● **Source**
══════════
Creating a Work Visa Search Engine

The Tech Stack Behind Visatopia

Chris Oh
Chris Oh
Feb 23 · 8 min read

Visatopia is a simple search engine to find millions of past work visa history in the US.

Visatopia was made out of frustration with companies not sharing if they could hire international candidates. Large companies usually can hire, but small-mid size companies it isn’t clear. I found a couple of websites that share this kind of data, but it would just list lines of a candidate’s salary and their application date. The hundreds of rows were just that, raw data, and it was missing any useful information.

Visatopia was made out of frustration of companies not sharing if they could hire international candidates.

Search for Data

Now with some ideas, the search was on. To create a useful website with meaningful information, I needed to find the same raw data as other websites. It turns out this was the easiest part. USCIS publishes their work visa application history on their website!

H-1B History by year on USCIS

However, soon after I realized that the data set was not uniform at all, their naming convention differed depending on the year, salary will be reported in hourly, weekly, monthly, yearly. There needed to be some time spent just on data cleaning. This took me almost 3 months in total.

NoSQL Data Storage with DynamoDB

When I was envisioning the use cases of Visatopia, I realized most of the calls to the database would be read-intensive. There wouldn’t be any writing to the database unless I am updating the records myself.
══════════
● **Given data**
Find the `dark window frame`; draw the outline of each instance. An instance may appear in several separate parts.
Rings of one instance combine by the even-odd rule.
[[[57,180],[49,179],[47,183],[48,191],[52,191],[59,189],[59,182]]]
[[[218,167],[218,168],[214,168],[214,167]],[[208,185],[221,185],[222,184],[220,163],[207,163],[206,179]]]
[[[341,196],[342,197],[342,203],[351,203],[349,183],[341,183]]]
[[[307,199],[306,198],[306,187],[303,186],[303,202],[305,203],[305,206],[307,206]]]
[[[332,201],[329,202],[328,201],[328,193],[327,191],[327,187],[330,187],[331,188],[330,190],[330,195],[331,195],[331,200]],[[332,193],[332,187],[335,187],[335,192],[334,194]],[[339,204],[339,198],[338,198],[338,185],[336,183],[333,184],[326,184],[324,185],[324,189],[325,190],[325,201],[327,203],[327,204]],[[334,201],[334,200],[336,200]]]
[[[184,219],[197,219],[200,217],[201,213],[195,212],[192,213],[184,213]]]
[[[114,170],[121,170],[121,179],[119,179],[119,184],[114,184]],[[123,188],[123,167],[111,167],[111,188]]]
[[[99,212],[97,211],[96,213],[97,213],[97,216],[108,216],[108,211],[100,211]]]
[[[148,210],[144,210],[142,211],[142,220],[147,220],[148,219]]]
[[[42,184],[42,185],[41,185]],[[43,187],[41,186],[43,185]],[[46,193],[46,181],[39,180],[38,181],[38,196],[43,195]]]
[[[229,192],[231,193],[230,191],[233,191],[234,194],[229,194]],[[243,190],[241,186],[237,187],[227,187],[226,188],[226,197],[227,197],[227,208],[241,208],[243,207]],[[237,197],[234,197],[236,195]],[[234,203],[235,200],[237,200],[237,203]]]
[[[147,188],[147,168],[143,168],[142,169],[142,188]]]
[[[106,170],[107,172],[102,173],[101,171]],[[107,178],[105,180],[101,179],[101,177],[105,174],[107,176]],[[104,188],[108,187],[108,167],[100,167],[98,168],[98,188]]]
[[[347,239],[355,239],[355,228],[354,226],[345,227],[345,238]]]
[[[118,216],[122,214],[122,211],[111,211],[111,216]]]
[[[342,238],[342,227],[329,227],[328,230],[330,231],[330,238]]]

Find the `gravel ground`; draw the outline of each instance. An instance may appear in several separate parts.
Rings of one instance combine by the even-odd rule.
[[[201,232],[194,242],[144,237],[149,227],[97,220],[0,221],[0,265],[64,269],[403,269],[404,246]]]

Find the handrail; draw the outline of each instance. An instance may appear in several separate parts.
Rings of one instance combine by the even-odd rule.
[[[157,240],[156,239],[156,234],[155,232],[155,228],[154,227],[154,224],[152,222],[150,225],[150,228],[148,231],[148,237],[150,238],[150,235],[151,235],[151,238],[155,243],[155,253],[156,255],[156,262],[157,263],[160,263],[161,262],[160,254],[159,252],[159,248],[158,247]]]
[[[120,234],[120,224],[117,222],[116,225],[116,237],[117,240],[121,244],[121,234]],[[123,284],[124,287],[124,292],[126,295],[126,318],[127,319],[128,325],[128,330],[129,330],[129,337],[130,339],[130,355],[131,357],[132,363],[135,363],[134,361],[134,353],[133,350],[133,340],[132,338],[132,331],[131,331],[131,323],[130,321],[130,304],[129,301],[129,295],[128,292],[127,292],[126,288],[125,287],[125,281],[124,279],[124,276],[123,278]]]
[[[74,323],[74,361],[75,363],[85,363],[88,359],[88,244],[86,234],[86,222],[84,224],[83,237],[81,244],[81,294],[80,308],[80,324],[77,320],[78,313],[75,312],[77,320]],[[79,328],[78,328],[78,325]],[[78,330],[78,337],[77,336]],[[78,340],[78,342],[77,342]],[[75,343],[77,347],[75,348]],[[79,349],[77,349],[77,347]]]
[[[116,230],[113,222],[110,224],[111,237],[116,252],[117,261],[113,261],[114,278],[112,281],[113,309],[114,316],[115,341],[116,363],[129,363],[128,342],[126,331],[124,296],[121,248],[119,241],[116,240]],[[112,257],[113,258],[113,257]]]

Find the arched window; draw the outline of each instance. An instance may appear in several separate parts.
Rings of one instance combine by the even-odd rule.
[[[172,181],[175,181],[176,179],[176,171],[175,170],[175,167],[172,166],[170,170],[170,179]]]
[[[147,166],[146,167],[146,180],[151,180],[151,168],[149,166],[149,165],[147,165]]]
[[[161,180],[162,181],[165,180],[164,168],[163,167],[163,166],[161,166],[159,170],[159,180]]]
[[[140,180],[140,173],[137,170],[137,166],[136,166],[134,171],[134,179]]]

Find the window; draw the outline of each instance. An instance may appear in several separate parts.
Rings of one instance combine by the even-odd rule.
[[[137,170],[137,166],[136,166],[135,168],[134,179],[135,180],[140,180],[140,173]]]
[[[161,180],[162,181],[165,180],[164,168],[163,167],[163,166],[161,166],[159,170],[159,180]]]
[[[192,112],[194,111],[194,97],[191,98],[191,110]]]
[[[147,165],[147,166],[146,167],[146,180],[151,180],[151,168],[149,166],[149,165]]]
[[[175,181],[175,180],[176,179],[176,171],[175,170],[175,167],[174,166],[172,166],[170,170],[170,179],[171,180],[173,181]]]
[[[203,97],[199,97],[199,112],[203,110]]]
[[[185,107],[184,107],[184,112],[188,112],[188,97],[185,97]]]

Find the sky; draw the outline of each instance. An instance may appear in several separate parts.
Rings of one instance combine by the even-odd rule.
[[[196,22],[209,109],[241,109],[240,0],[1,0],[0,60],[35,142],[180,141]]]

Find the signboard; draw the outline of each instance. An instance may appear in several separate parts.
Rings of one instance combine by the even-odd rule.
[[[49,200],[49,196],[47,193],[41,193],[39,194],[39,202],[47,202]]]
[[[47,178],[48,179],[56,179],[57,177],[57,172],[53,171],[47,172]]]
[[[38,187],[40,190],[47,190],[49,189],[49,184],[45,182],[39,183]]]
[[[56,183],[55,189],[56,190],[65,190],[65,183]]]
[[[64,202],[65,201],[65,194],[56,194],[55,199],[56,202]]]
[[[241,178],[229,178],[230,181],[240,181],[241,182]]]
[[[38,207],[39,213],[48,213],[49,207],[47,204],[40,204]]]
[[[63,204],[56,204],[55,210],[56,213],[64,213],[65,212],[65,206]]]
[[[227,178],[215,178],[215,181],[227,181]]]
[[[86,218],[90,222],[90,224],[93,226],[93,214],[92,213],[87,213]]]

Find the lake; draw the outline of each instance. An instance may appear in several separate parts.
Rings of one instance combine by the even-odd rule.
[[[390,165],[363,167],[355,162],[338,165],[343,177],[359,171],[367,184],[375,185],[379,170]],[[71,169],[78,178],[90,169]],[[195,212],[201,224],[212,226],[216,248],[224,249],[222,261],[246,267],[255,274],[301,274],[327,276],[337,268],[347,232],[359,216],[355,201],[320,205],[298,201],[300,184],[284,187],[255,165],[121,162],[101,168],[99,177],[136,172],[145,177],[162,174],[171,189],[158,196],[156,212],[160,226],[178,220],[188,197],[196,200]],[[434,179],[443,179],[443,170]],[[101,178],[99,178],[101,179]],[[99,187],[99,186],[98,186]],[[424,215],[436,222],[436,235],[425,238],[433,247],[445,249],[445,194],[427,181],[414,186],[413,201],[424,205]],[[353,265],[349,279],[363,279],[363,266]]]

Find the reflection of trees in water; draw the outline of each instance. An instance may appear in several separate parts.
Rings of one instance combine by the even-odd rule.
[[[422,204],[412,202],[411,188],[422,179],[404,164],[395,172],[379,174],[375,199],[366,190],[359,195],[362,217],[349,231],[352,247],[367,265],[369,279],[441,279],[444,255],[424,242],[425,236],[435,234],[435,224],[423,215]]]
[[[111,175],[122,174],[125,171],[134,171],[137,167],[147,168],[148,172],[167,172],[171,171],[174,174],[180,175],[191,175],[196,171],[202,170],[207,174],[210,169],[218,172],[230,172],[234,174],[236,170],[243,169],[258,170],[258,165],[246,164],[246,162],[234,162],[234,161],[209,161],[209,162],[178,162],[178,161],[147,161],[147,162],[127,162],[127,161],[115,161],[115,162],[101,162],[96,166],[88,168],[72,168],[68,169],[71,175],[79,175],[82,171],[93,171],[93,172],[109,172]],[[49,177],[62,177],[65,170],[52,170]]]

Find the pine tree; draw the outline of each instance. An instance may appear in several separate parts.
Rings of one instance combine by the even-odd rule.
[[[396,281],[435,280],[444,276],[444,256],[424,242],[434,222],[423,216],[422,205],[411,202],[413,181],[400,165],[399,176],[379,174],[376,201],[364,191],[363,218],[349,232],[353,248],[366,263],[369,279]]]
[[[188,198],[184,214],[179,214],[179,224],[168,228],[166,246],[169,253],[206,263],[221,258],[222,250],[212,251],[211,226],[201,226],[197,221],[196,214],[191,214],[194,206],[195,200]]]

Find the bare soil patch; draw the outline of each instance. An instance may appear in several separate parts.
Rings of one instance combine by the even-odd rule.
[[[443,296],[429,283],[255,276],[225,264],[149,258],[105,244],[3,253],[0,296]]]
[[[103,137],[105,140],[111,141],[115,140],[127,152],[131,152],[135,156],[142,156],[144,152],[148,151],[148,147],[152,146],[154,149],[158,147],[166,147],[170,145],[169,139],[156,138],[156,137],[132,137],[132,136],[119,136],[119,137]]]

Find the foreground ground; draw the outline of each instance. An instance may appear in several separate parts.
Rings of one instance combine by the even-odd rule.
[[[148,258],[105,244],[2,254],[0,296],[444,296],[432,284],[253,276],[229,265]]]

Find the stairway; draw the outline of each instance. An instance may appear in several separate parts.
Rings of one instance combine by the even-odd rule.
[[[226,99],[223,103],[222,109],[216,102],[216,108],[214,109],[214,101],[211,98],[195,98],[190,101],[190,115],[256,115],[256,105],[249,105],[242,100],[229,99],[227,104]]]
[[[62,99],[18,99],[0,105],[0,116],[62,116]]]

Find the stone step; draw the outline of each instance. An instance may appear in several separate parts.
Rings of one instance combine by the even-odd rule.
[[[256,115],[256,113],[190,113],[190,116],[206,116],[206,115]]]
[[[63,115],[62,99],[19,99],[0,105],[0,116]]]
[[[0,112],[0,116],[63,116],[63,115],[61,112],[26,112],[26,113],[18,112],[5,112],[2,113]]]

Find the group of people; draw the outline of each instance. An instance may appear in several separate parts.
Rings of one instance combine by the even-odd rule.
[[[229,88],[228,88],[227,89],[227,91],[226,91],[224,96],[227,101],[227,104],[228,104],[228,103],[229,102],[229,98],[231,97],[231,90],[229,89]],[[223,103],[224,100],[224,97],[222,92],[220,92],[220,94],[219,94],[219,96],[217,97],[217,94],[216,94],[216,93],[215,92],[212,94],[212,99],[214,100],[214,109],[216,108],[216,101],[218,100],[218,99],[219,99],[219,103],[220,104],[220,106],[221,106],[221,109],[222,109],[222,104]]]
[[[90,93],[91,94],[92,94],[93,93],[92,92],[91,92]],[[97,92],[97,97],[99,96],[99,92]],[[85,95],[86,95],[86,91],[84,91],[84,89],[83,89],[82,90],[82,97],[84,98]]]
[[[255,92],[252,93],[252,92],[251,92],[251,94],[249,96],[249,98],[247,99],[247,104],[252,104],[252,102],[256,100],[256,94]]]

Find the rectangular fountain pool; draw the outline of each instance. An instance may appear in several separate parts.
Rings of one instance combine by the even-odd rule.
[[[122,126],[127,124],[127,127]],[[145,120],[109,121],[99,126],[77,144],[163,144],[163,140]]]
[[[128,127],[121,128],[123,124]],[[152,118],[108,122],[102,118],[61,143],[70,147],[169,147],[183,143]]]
══════════
● **Instructions**
a – Answer these questions using the Visatopia article:
(i) Which organization publishes the work visa application history on its website?
(ii) About how long did the data cleaning take in total?
(iii) Which database service is named for NoSQL data storage?
b – Reproduce word for word the passage of the Visatopia article between "Now with some" and "months in total.", inclusive.

● **Solved tasks**
a –
(i) USCIS
(ii) Almost 3 months
(iii) DynamoDB

b –
Now with some ideas, the search was on. To create a useful website with meaningful information, I needed to find the same raw data as other websites. It turns out this was the easiest part. USCIS publishes their work visa application history on their website!

H-1B History by year on USCIS

However, soon after I realized that the data set was not uniform at all, their naming convention differed depending on the year, salary will be reported in hourly, weekly, monthly, yearly. There needed to be some time spent just on data cleaning. This took me almost 3 months in total.